QUOTED PASSAGE ▸
--- Begin ---
Can I get notifications of power outages by e-mail?
July 26, 2005 12:36 PM   Subscribe

Our dog stays at home while we're out working. She does fine and has people walking her on most days, but with the generally unreliable nature of electric power on hot Virginia days, I worry that the house may lose power and heat up to an uncomfortable temperature while my wife and I are at work. Does anyone have any experience with an inexpensive, easy-to-setup way for me to get an e-mail alert if the power goes out or the temperature gets to a certain point? This looks neat, but if the house loses power it won't do me much good.
posted by laze to Home & Garden (17 answers total)
 
Response by poster: Sorry, bum link. This one should work.
posted by laze at 12:37 PM on July 26, 2005


I would imagine that if you have a UPS set up for your computer it shouldn't be too much trouble.

http://www.aeceuro.co.uk/news/Miniguardreview.asp

according to this review the UPS will send you email alerts about power fluctuations. Of course you'd have to hook up whatever kind of modem you use to the UPS.
posted by jefeweiss at 12:48 PM on July 26, 2005


I assume you don't have a basement? What if you put a bunch of ice cubes in a separate water dish every morning before you leave for work?
--- End ---
EXCERPTED RECORDS ▸
--- Begin ---
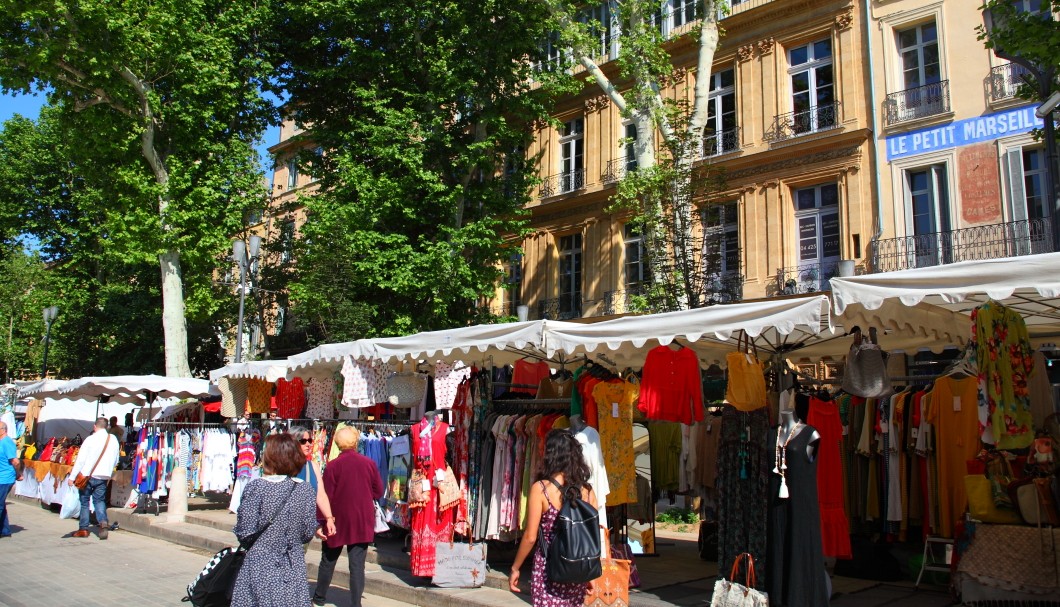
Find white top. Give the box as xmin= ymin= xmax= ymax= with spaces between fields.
xmin=70 ymin=429 xmax=120 ymax=479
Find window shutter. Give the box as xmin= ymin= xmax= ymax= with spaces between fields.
xmin=1005 ymin=147 xmax=1027 ymax=221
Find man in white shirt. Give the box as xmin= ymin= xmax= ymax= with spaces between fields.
xmin=67 ymin=417 xmax=119 ymax=539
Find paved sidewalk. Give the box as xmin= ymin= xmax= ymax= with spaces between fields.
xmin=0 ymin=500 xmax=406 ymax=607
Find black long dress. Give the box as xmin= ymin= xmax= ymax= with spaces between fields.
xmin=766 ymin=426 xmax=829 ymax=607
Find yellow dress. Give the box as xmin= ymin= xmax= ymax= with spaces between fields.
xmin=593 ymin=381 xmax=640 ymax=506
xmin=923 ymin=376 xmax=979 ymax=537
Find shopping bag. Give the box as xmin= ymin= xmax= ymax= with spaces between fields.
xmin=585 ymin=542 xmax=631 ymax=607
xmin=430 ymin=541 xmax=487 ymax=588
xmin=59 ymin=487 xmax=81 ymax=518
xmin=710 ymin=552 xmax=770 ymax=607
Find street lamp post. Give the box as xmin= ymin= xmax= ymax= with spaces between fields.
xmin=40 ymin=305 xmax=59 ymax=379
xmin=232 ymin=235 xmax=262 ymax=362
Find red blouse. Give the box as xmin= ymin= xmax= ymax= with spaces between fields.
xmin=637 ymin=345 xmax=703 ymax=424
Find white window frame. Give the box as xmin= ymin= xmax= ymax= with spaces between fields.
xmin=788 ymin=35 xmax=840 ymax=135
xmin=557 ymin=117 xmax=585 ymax=194
xmin=700 ymin=68 xmax=740 ymax=158
xmin=895 ymin=20 xmax=942 ymax=90
xmin=622 ymin=224 xmax=644 ymax=294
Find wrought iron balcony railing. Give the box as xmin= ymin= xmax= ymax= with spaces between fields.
xmin=537 ymin=168 xmax=585 ymax=198
xmin=700 ymin=126 xmax=740 ymax=158
xmin=777 ymin=260 xmax=840 ymax=296
xmin=600 ymin=158 xmax=637 ymax=183
xmin=537 ymin=298 xmax=582 ymax=320
xmin=764 ymin=102 xmax=840 ymax=143
xmin=990 ymin=64 xmax=1030 ymax=102
xmin=883 ymin=81 xmax=950 ymax=126
xmin=870 ymin=218 xmax=1053 ymax=272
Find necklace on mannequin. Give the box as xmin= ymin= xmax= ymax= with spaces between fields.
xmin=773 ymin=422 xmax=802 ymax=500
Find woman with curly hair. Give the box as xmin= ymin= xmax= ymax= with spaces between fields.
xmin=508 ymin=429 xmax=597 ymax=607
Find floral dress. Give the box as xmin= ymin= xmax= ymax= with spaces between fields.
xmin=530 ymin=481 xmax=589 ymax=607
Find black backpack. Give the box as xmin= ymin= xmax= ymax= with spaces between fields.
xmin=542 ymin=479 xmax=602 ymax=584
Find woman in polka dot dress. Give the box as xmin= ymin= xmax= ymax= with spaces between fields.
xmin=508 ymin=429 xmax=597 ymax=607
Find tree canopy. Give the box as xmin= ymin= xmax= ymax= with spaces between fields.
xmin=278 ymin=0 xmax=572 ymax=341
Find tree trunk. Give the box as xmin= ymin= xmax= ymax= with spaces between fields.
xmin=158 ymin=250 xmax=192 ymax=377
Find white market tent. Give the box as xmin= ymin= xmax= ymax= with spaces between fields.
xmin=210 ymin=360 xmax=290 ymax=381
xmin=545 ymin=294 xmax=831 ymax=367
xmin=831 ymin=253 xmax=1060 ymax=346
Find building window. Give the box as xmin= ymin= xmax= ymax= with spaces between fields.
xmin=903 ymin=164 xmax=952 ymax=268
xmin=560 ymin=118 xmax=585 ymax=193
xmin=505 ymin=253 xmax=523 ymax=315
xmin=795 ymin=183 xmax=840 ymax=291
xmin=280 ymin=221 xmax=295 ymax=264
xmin=578 ymin=1 xmax=619 ymax=59
xmin=788 ymin=38 xmax=837 ymax=135
xmin=622 ymin=224 xmax=644 ymax=293
xmin=560 ymin=234 xmax=582 ymax=319
xmin=287 ymin=158 xmax=298 ymax=190
xmin=898 ymin=21 xmax=941 ymax=90
xmin=703 ymin=70 xmax=739 ymax=157
xmin=623 ymin=123 xmax=637 ymax=173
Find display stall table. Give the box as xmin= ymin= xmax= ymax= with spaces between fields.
xmin=954 ymin=523 xmax=1060 ymax=605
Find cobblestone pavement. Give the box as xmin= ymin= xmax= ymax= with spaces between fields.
xmin=0 ymin=500 xmax=404 ymax=607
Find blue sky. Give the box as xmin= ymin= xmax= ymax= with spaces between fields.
xmin=0 ymin=88 xmax=280 ymax=180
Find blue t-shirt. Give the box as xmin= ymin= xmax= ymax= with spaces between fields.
xmin=0 ymin=436 xmax=18 ymax=485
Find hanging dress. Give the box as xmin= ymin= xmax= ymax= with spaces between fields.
xmin=762 ymin=426 xmax=829 ymax=607
xmin=409 ymin=419 xmax=453 ymax=577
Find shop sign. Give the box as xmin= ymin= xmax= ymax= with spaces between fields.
xmin=884 ymin=105 xmax=1043 ymax=161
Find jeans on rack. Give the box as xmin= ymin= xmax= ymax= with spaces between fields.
xmin=313 ymin=541 xmax=368 ymax=607
xmin=77 ymin=478 xmax=110 ymax=531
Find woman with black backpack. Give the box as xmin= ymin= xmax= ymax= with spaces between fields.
xmin=508 ymin=429 xmax=600 ymax=607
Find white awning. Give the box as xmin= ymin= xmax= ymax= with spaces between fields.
xmin=210 ymin=360 xmax=290 ymax=381
xmin=831 ymin=253 xmax=1060 ymax=337
xmin=545 ymin=296 xmax=830 ymax=365
xmin=58 ymin=375 xmax=220 ymax=404
xmin=371 ymin=320 xmax=569 ymax=363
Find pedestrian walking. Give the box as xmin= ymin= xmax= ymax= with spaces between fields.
xmin=508 ymin=429 xmax=597 ymax=607
xmin=67 ymin=417 xmax=120 ymax=539
xmin=232 ymin=433 xmax=317 ymax=607
xmin=313 ymin=427 xmax=383 ymax=607
xmin=288 ymin=426 xmax=335 ymax=536
xmin=0 ymin=422 xmax=22 ymax=537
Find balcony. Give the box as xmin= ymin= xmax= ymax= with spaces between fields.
xmin=883 ymin=81 xmax=950 ymax=126
xmin=537 ymin=298 xmax=582 ymax=320
xmin=776 ymin=260 xmax=840 ymax=296
xmin=871 ymin=218 xmax=1053 ymax=272
xmin=600 ymin=158 xmax=637 ymax=185
xmin=700 ymin=127 xmax=740 ymax=158
xmin=990 ymin=64 xmax=1030 ymax=102
xmin=763 ymin=102 xmax=840 ymax=143
xmin=537 ymin=168 xmax=585 ymax=198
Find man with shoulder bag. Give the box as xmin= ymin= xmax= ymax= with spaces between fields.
xmin=67 ymin=417 xmax=120 ymax=539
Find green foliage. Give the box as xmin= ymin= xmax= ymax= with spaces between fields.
xmin=0 ymin=107 xmax=231 ymax=377
xmin=267 ymin=0 xmax=562 ymax=341
xmin=655 ymin=507 xmax=700 ymax=524
xmin=0 ymin=0 xmax=271 ymax=371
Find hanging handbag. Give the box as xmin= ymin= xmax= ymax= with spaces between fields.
xmin=437 ymin=466 xmax=460 ymax=512
xmin=408 ymin=468 xmax=430 ymax=507
xmin=843 ymin=328 xmax=894 ymax=398
xmin=710 ymin=552 xmax=770 ymax=607
xmin=725 ymin=332 xmax=766 ymax=411
xmin=585 ymin=529 xmax=633 ymax=607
--- End ---
WORK TO BE COMPLETED ▸ Rewrite the forum post from the words "Our dog stays" through "(17 answers total)", changing "Virginia" to "Texas".

EXERCISE SOLUTION ▸
Our dog stays at home while we're out working. She does fine and has people walking her on most days, but with the generally unreliable nature of electric power on hot Texas days, I worry that the house may lose power and heat up to an uncomfortable temperature while my wife and I are at work. Does anyone have any experience with an inexpensive, easy-to-setup way for me to get an e-mail alert if the power goes out or the temperature gets to a certain point? This looks neat, but if the house loses power it won't do me much good.
posted by laze to Home & Garden (17 answers total)